What you need to do
Exactly those lines that run from the one containing "Note: point out the white" through the last line of the entries below should be printed, and no others.

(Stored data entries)
· · · · · · ·

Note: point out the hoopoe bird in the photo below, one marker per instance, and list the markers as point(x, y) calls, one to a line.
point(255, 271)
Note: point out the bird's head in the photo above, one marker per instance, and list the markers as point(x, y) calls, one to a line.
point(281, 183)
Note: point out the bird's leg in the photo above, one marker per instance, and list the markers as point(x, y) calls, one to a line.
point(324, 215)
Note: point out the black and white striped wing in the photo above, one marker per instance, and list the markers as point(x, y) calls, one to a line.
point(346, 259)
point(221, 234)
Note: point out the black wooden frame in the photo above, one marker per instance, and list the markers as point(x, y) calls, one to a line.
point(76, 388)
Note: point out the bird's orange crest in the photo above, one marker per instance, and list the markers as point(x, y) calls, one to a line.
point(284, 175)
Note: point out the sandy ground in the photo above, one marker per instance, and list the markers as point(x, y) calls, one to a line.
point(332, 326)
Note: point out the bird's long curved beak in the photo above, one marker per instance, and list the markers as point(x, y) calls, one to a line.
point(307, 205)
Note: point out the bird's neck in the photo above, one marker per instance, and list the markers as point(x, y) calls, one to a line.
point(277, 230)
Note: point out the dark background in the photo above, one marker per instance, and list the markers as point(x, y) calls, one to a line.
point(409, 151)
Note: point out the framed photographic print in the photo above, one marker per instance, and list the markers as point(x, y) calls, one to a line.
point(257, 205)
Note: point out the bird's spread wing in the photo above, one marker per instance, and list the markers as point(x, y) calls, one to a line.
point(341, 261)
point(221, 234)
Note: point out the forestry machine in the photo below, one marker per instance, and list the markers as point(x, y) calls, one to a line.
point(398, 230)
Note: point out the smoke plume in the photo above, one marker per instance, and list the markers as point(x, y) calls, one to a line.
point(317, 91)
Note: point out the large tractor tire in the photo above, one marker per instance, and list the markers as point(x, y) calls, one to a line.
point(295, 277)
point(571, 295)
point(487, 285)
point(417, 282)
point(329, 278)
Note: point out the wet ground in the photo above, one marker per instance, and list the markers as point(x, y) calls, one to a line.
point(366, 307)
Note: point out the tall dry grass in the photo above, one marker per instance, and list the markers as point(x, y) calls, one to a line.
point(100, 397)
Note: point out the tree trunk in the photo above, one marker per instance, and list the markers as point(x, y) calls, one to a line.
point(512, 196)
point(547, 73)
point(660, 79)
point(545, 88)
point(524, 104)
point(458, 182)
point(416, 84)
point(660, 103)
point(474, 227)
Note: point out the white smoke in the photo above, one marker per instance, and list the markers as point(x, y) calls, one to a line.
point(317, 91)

· · · · · · ·

Response for this exercise
Note: point out the white smoke in the photo above, one marker per instance, and list the markers as point(x, y) calls, one to a line.
point(317, 91)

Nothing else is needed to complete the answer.